Jagoutz, Ono, and Selin Promoted to Full Professor

Jagoutz, Ono, and Selin Promoted to Full Professor

Mon February 8th, 2021
Lauren Hinkel | EAPS News

Green Building projected skyward view.jpg (Full)

Oliver (Oli) Jagoutz is a geologist who investigates the origin and evolution of the lithosphere, the outer most layer of the Earth. He focuses on magmatic processes, growth of continental crust in subduction zones, oceanic crust evolution, and the tectonic evolution of the Tethys Ocean and the India-Asia collision that formed the Tibetan Plateau. Recent work has looked into mountain building processes in the Himalayas and eastern U.S. and connections between global tectonics and long-term climate change. To do this, Jagoutz leans on petrology, isotope geochemistry, structural geology, and major and trace element geochemistry. He also spends several months a year in the location of interest, collecting samples.

Jagoutz earned his PhD from ETH Zurich and was a postdoc at the University of Bern, before joining the MIT faculty in 2008.


Biogeochemist Shuhei Ono looks at sulfur biogeochemical cycles to study the Earth’s deep biosphere (up to 5 kilometers under the Earth’s surface and seafloor), seafloor hydro- and geothermal systems, and the deep time planet’s history. To do this, he examines multiple sulfur isotope systems and methane clumped isotopes to look at, for example, the evolution of early microbial life, atmospheric and ocean chemistry and oxygenation, and the origen of methane. In collaborative research with Tanja Bosak, Ono studies the relationship between microbial metabolisms of sulfate reducing bacteria and the effects seen in ancient and modern sediments.  He contributed to the development of a portable instrument for the detection of rare methane isotope combinations, at a fraction of the cost of large and heavy mass spectrometers. He’s also working with the AGAGE network to monitor nitrous oxide (N2O) in the troposphere, where it can affect human health and deplete ozone in the stratosphere.

------------------------------------------------------------

* **ACTIVITIES**:
1. Reproduce word for word the portion of the faculty promotions article that begins at "Oliver (Oli) Jagoutz" and ends at "interest, collecting samples.".
2. Decide whether each statement below agrees with the faculty promotions article, answering yes or no and quoting the words of the article that settle it.
(a) Jagoutz joined the MIT faculty in 2008.
(b) Ono's study of the deep biosphere reaches as far as 10 kilometers below the surface and seafloor.
(c) Jagoutz earned his PhD at the University of Bern.
3. Go on with the faculty promotions article, starting after its final sentence.

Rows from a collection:
------------------------------------------------------------

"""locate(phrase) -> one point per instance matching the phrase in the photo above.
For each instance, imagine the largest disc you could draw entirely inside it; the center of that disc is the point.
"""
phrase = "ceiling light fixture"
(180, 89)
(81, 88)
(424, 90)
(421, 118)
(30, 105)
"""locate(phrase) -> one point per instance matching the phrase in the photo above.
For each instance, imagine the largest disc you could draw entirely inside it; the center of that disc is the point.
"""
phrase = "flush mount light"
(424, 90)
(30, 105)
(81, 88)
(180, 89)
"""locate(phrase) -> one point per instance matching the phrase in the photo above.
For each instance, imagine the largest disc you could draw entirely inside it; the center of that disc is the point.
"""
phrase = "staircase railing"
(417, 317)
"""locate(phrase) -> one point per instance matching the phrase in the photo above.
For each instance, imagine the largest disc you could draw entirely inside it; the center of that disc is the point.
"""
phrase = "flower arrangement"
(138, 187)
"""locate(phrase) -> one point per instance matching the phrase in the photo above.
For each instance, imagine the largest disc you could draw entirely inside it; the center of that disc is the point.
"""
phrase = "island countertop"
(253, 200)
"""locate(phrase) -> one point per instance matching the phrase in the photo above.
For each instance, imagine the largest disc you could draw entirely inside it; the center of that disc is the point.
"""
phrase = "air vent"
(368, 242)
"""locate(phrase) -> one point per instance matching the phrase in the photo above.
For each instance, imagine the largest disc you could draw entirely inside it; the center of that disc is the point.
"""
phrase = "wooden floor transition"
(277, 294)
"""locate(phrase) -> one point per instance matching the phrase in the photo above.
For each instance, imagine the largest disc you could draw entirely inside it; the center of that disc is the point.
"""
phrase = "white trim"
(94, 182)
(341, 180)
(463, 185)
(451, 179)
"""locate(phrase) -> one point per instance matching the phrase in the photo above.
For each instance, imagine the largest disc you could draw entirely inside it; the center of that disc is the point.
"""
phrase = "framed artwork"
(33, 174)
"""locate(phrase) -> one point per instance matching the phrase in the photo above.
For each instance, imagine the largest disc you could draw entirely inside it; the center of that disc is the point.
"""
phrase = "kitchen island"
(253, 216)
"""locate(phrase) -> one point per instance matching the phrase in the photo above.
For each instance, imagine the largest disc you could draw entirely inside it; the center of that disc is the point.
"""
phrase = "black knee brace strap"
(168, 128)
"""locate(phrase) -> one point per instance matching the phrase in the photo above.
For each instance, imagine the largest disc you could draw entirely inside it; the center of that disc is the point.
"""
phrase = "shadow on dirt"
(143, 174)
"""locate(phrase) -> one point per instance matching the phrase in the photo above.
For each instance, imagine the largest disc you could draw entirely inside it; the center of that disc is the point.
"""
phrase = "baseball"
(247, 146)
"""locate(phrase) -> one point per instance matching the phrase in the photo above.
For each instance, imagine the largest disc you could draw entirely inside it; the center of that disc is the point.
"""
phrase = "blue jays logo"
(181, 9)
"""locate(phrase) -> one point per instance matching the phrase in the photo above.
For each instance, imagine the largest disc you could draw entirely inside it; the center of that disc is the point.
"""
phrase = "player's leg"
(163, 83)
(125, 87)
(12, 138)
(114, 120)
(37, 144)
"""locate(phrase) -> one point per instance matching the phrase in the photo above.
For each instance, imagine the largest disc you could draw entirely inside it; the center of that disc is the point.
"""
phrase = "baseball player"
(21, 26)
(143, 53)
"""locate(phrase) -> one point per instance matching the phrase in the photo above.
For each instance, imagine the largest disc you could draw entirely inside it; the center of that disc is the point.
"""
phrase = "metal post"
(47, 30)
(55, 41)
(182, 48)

------------------------------------------------------------

* **RESPONSES PER TASK**:
1.
Oliver (Oli) Jagoutz is a geologist who investigates the origin and evolution of the lithosphere, the outer most layer of the Earth. He focuses on magmatic processes, growth of continental crust in subduction zones, oceanic crust evolution, and the tectonic evolution of the Tethys Ocean and the India-Asia collision that formed the Tibetan Plateau. Recent work has looked into mountain building processes in the Himalayas and eastern U.S. and connections between global tectonics and long-term climate change. To do this, Jagoutz leans on petrology, isotope geochemistry, structural geology, and major and trace element geochemistry. He also spends several months a year in the location of interest, collecting samples.

2.
(a) Yes: "before joining the MIT faculty in 2008."
(b) No: "up to 5 kilometers under the Earth’s surface and seafloor"
(c) No: "Jagoutz earned his PhD from ETH Zurich and was a postdoc at the University of Bern"

3.
Ono holds a PhD from Pennsylvania State University. After postdoctoral work at the Carnegie Institution of Washington, he joined the MIT faculty in 2007.


Noelle Selin is an atmospheric chemist in the MIT Institute for Data, Systems & Society (IDSS) with an appointment in EAPS. She also directs the MIT Technology and Policy Program and is affiliated with the MIT Center for Environmental Health Sciences and the MIT Joint Program on the Science and Policy of Global Change.

Selin’s research focuses on modeling pathways and environmental interactions of air pollutants and hazardous substances, like mercury and persistent organic pollutants (POPs), over time and in a changing climate. Selin then uses these findings to inform domestic and international policy recommendations, and has provided expert testimony to Congress.

She has published articles and book chapters on this work, and recently co-authored “Mercury Stories: Understanding Sustainability thought a Volatile Element” through MIT Press.

Selin joined the MIT faculty in 2010 in the former Engineering Systems Division (ESD), which is now IDSS, with a joint appointment in EAPS. Prior to that, she held positions in the MIT Center for Global Change Science, Initiative on Science and Technology for Sustainability at Harvard’s Kennedy School, European Environment Agency in Denmark, and the EPA.

Story Image: a photo taken from the base of the MIT Green Building.